> EXTRACTO DE PÁGINA:
——————————

La técnica audiovisual, que repite la estructura lingüística del mito, puede, por ejemplo, hacernos tomar conciencia de las formas de conocimiento diferentes que el mito implica, de la posibilidad de una concepción de la temporalidad diversa de aquella que es base de nuestra historiografía. (Mariniello 147).

La confrontación lingüística de mito y política a través del cine que Silvestra Mariniello destaca en Pasolini se reitera con precisión retórica en Rey.

Orelie I°, rey de la Araucanía, en la película de Niles Atallah, es una especie de Dante que a fines del siglo XIX accede al mundo de ultratumba, por momentos infernal, por momentos un purgatorio o un cielo, el mundo de las gentes-espíritu del wallmapu y después de la Patagonia y Tierra del fuego. En cada plano compuesto con esa afección simpatética entre las cosas naturales –según el concepto de mito de Cassirer–, en el encuadre, determinación del elocuente mundo natural de bosques, selvas, ríos caudalosos de puras piedras, volcanes dormidos y encendidos, Orelie siente y reverencia las deidades que animan todo.

——————————

> EJERCICIOS:
1. Según el fragmento sobre la película Rey, ¿quién la dirigió?
2. Prosigue el fragmento sobre la película Rey desde el punto en que termina.
Las filas no cumplen ningún papel aquí.

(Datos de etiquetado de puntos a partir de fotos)
——————————

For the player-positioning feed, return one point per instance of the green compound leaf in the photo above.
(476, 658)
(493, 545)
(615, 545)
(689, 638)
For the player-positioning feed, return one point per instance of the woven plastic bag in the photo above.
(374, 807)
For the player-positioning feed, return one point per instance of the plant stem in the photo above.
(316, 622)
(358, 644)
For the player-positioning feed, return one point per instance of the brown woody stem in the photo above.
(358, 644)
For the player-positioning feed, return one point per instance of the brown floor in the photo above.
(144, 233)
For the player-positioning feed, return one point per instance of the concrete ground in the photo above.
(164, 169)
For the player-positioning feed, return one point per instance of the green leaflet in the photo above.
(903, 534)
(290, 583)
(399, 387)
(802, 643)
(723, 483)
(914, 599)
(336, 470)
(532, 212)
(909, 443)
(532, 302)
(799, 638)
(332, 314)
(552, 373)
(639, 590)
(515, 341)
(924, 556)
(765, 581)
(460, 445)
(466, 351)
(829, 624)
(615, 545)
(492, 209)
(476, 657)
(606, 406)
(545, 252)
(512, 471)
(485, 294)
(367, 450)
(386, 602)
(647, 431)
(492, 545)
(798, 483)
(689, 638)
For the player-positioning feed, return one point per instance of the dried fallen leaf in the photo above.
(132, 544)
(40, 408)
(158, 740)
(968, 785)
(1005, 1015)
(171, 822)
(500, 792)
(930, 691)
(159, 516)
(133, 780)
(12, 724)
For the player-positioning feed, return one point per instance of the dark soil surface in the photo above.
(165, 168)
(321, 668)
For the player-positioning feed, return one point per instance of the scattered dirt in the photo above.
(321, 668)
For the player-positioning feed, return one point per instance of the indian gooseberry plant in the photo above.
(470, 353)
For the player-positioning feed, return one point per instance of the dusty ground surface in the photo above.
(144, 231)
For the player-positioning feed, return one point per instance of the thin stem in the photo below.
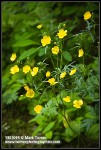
(61, 55)
(52, 61)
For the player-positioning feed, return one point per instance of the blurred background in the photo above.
(19, 21)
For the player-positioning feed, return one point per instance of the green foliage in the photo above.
(59, 118)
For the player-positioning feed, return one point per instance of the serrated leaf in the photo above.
(49, 134)
(67, 56)
(27, 53)
(93, 132)
(25, 43)
(50, 126)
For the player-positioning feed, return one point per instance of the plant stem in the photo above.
(61, 55)
(52, 61)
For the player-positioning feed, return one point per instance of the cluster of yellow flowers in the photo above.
(46, 40)
(76, 103)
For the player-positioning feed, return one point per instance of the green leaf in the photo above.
(25, 43)
(50, 125)
(27, 53)
(93, 132)
(67, 56)
(49, 134)
(88, 115)
(24, 36)
(39, 128)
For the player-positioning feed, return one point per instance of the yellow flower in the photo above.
(62, 75)
(45, 40)
(62, 33)
(77, 103)
(38, 109)
(81, 52)
(26, 88)
(14, 69)
(26, 69)
(48, 74)
(73, 71)
(55, 50)
(52, 81)
(30, 93)
(13, 57)
(39, 26)
(87, 15)
(34, 71)
(67, 99)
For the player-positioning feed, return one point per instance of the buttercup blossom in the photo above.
(87, 15)
(13, 57)
(48, 74)
(26, 69)
(81, 53)
(52, 81)
(34, 71)
(26, 87)
(73, 71)
(55, 50)
(62, 33)
(30, 93)
(39, 26)
(38, 109)
(77, 103)
(62, 75)
(67, 99)
(14, 69)
(45, 40)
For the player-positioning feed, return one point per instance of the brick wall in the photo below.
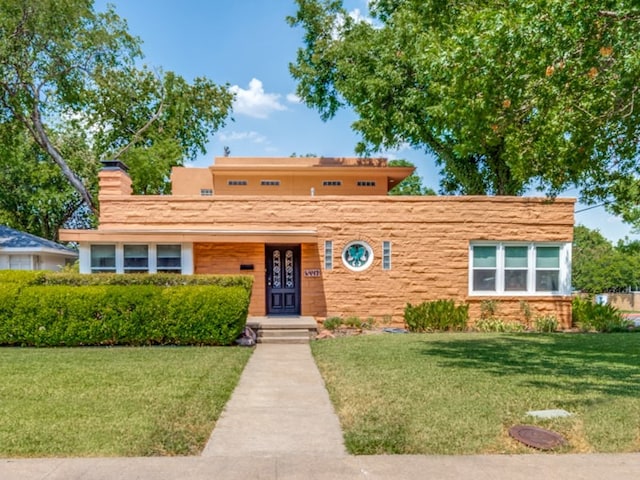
(430, 240)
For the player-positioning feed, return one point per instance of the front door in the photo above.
(283, 279)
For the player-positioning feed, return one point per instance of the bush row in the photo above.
(438, 315)
(160, 279)
(115, 314)
(590, 316)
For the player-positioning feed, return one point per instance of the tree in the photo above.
(34, 195)
(63, 66)
(508, 96)
(599, 267)
(412, 185)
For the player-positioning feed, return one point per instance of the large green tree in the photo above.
(64, 66)
(508, 95)
(34, 195)
(412, 185)
(598, 266)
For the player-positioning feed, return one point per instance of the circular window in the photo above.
(357, 256)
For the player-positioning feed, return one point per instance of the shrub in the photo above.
(332, 323)
(352, 322)
(589, 316)
(158, 279)
(437, 315)
(546, 324)
(488, 309)
(56, 315)
(496, 325)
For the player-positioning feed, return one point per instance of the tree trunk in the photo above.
(44, 141)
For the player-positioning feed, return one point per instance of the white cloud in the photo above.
(293, 98)
(255, 102)
(253, 137)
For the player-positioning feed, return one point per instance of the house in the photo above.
(23, 251)
(321, 237)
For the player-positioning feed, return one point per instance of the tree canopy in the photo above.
(412, 185)
(508, 95)
(598, 266)
(65, 67)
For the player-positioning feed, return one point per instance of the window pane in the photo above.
(136, 257)
(103, 257)
(328, 254)
(484, 280)
(484, 257)
(386, 255)
(548, 257)
(515, 257)
(515, 280)
(547, 280)
(169, 258)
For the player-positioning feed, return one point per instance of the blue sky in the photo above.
(248, 45)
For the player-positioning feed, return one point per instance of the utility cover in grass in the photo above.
(558, 413)
(536, 437)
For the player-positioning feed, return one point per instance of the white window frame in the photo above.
(135, 269)
(186, 252)
(386, 255)
(328, 254)
(564, 271)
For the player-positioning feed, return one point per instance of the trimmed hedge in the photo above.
(73, 310)
(438, 315)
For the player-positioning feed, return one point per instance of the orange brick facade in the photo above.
(430, 241)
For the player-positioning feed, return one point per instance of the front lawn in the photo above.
(460, 393)
(113, 401)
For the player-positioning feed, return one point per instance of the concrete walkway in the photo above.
(280, 407)
(279, 425)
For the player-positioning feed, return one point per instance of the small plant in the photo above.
(496, 325)
(589, 316)
(332, 323)
(546, 324)
(369, 323)
(525, 308)
(488, 309)
(387, 319)
(439, 315)
(352, 322)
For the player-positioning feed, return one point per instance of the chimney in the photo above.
(113, 179)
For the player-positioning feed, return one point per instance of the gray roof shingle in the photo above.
(10, 238)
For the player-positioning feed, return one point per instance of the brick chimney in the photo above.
(113, 179)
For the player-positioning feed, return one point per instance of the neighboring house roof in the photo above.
(15, 240)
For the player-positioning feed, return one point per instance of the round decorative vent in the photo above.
(357, 255)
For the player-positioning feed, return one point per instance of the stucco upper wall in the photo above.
(494, 218)
(190, 181)
(298, 162)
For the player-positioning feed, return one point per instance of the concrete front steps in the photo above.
(293, 329)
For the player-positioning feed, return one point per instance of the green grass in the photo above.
(460, 393)
(113, 401)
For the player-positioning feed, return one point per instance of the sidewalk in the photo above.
(280, 407)
(279, 424)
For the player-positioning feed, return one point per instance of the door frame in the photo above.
(297, 272)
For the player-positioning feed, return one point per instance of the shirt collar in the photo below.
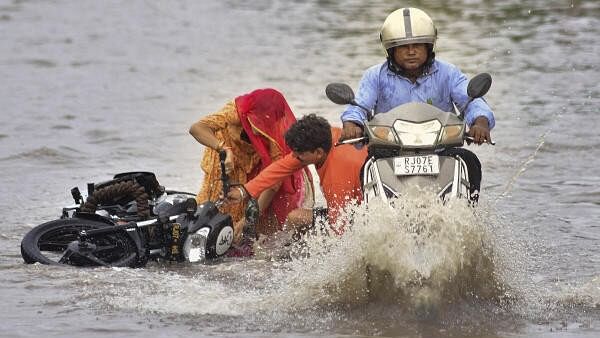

——————————

> RESULTADOS:
1. Niles Atallah.

2.
El realismo de la referencia histórica y contextual acotada (1860-1878) en la Araucanía, se mezcla con las filmaciones en un celuloide cuyo proceso adquiere las huellas de filmes arcaicos oxidados, manchados, coloreados o decolorados, retorcidos de tal manera por el calor o la humedad que la pérdida de frecuencia del paso de la película y su desajuste respecto del cuadro rompen la envoltura de la proyección, así, entre otros recursos, el pensamiento de lo sagrado, de la historia, exterior e interior de la causalidad del mundo, expone la materialidad del propio cine y el enrarecimiento que el tiempo material imprime a todo puede ser visto como el espectáculo de una trascendencia sin razón.

Como en el precolor del cine silente pigmentado, como en filmes memorables de Abel Gance o de Friedrich Wilhelm Murnau, en Rey la realidad se manifiesta colorida en un sentido diverso a la taxonomía de las cosas, en cierto modo como corrientes afectivas. El largometraje de Atallah sería el primer filme chileno volcado tan radicalmente en la expresión colorista de lo numinoso natural, lejos en el tiempo y casi fuera de Chile podrían considerarse como objeciones los casos de El topo (1970) y La montaña sagrada (1973) de Jodorowsky, sin embargo, no son comparables, porque los filmes del cineasta tarotista no integran el acto de la coloración del soporte fílmico.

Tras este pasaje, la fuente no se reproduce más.